* [Aim of the task] Every line from the one containing "of the bench." to the one containing "Phrase: cloud" in the records below, both included, must be set down exactly, and no other line.

(Region pointing data)
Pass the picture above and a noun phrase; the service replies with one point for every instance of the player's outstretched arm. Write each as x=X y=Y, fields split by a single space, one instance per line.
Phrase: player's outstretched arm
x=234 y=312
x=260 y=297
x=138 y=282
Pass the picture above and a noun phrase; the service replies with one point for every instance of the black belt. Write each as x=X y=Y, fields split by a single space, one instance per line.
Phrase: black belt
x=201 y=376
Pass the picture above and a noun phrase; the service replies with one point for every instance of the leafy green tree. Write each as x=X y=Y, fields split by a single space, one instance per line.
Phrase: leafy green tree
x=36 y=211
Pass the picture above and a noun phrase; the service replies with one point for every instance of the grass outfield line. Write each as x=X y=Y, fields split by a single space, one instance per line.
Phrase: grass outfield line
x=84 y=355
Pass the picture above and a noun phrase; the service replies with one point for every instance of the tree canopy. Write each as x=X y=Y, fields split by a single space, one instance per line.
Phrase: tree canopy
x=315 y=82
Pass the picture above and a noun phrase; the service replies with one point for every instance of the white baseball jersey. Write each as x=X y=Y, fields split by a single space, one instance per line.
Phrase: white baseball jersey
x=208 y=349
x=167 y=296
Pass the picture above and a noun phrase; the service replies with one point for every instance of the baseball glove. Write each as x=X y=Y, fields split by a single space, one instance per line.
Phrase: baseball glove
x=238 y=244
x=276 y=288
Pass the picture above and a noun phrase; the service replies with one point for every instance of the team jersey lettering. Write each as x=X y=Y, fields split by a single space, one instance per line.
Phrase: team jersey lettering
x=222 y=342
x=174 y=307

==

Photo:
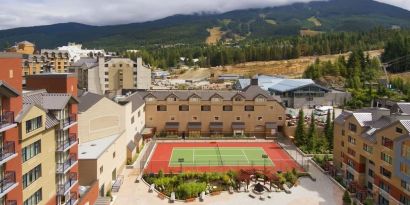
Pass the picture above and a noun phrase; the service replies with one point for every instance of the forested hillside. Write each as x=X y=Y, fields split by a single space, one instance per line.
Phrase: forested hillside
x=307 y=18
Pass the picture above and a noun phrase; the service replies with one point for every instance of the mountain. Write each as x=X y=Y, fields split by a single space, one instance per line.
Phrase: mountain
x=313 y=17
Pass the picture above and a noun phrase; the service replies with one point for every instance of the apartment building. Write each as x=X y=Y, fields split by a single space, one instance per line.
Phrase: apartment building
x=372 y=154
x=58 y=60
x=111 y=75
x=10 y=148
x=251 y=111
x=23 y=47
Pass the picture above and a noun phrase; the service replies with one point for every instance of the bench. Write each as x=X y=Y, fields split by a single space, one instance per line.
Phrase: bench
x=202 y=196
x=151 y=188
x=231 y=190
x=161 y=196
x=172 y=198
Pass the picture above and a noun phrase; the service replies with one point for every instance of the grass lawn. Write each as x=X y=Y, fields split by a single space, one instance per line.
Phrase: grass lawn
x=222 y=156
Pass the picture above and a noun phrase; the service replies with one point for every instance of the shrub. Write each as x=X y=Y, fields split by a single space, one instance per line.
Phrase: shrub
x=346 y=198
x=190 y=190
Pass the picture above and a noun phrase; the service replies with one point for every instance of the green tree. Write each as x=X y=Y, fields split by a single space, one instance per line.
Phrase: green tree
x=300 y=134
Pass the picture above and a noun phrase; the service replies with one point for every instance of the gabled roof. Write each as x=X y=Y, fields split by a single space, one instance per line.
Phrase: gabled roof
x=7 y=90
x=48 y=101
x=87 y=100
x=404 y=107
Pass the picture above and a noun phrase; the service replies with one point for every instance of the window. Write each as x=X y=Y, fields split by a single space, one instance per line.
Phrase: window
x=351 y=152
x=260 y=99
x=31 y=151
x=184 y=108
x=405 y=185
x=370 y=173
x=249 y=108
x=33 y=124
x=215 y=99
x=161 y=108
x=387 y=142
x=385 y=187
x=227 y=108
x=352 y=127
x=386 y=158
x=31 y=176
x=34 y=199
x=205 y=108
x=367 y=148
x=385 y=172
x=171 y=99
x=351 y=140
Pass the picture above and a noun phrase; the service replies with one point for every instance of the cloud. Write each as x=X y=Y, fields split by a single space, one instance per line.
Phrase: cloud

* [Task solution]
Pass the picture above and a noun phrase; the service replies with one point for every instance of the bench. Write each as x=X y=Y, fields split by a single space, one instance per line.
Phrase: bench
x=202 y=196
x=151 y=188
x=231 y=190
x=161 y=196
x=172 y=198
Pass the picture above and a noun phrase; the service replies with one point for every instance of the grass lawn. Write each as x=X y=Y, fields split by a single space, one instance per line.
Phrase: grass lawn
x=222 y=156
Pass the picture above and a noun phrase; the service replies with one point for every instance of the shrub. Write each as x=X y=Y, fields split by a single space, one instance per line.
Phrase: shrub
x=346 y=198
x=190 y=190
Pass the picture above and a noun phrase; the service replies with one point for every instance of the green tree. Write each as x=X y=Y, fields split by a single space, one instance per line.
Phrase: green tree
x=300 y=134
Pass the picture above and a noun phrase; the service replies with one point for every instance of the gabled roof. Write each as x=X y=Y, fields split by a single space, one instance per line.
Phrase: gabled roof
x=7 y=90
x=48 y=101
x=87 y=100
x=404 y=107
Pass the picture above and a noun phrase; the service replies with one point for every instance of the window. Write each as x=X y=Y, fields split by a single space, one instance per line.
Phrase: window
x=351 y=152
x=260 y=99
x=31 y=151
x=184 y=108
x=405 y=185
x=370 y=173
x=249 y=108
x=33 y=124
x=215 y=99
x=161 y=108
x=387 y=142
x=385 y=187
x=227 y=108
x=352 y=127
x=386 y=158
x=31 y=176
x=34 y=199
x=205 y=108
x=367 y=148
x=385 y=172
x=171 y=99
x=351 y=140
Pass the picture above and a noun phrase; the service replies with one point for every instance of the cloud. Write each as x=X y=Y, fields split by a single space, one instance per line.
Phrase: cloud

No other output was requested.